--- Begin Provided entries ---

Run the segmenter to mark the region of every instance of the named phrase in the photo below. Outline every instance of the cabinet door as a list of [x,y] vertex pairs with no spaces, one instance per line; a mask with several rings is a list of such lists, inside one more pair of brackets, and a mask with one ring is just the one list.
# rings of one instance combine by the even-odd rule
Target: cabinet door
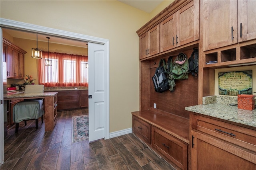
[[159,25],[156,26],[148,31],[148,57],[159,53]]
[[7,77],[14,78],[14,49],[10,47],[7,47]]
[[20,78],[20,52],[14,50],[14,71],[15,78]]
[[148,33],[146,32],[140,37],[140,59],[148,57]]
[[160,23],[160,52],[176,47],[176,22],[175,14]]
[[3,43],[3,61],[4,62],[6,62],[7,60],[7,45]]
[[256,39],[256,1],[238,1],[239,42]]
[[177,46],[199,39],[199,1],[190,2],[176,12]]
[[237,43],[237,2],[203,2],[203,50]]
[[24,77],[24,54],[20,53],[20,78]]
[[256,155],[223,141],[192,131],[191,169],[256,169]]
[[88,90],[80,90],[80,107],[88,107]]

--- End Provided entries ---

▸ **Exercise task**
Print the whole listing above once more, word for word, without its pictures.

▸ **Solution**
Run the segmenter to mark the region of every instance of the named phrase in the photo below. Outline every instance of the cabinet door as a list of [x,y] vertex pairs with no spaces, one instance per line; a mask with several rings is a list of such lists, inside one more pair of brackets, and a mask with one ring is just the one list.
# rings of one instance combine by the even-odd rule
Target: cabinet door
[[159,25],[156,26],[148,31],[148,57],[159,53]]
[[7,77],[14,78],[14,49],[10,47],[7,47]]
[[20,78],[20,52],[14,50],[14,71],[15,78]]
[[148,33],[146,32],[140,37],[140,59],[148,57]]
[[160,23],[160,52],[176,47],[176,22],[175,14]]
[[3,43],[3,61],[4,62],[6,62],[7,60],[7,45]]
[[256,39],[256,1],[238,1],[239,42]]
[[177,46],[199,39],[199,1],[190,2],[176,12]]
[[237,43],[237,2],[203,2],[203,50]]
[[24,77],[24,54],[20,53],[20,78]]
[[256,155],[223,141],[192,131],[191,169],[256,169]]
[[88,90],[80,90],[80,107],[88,107]]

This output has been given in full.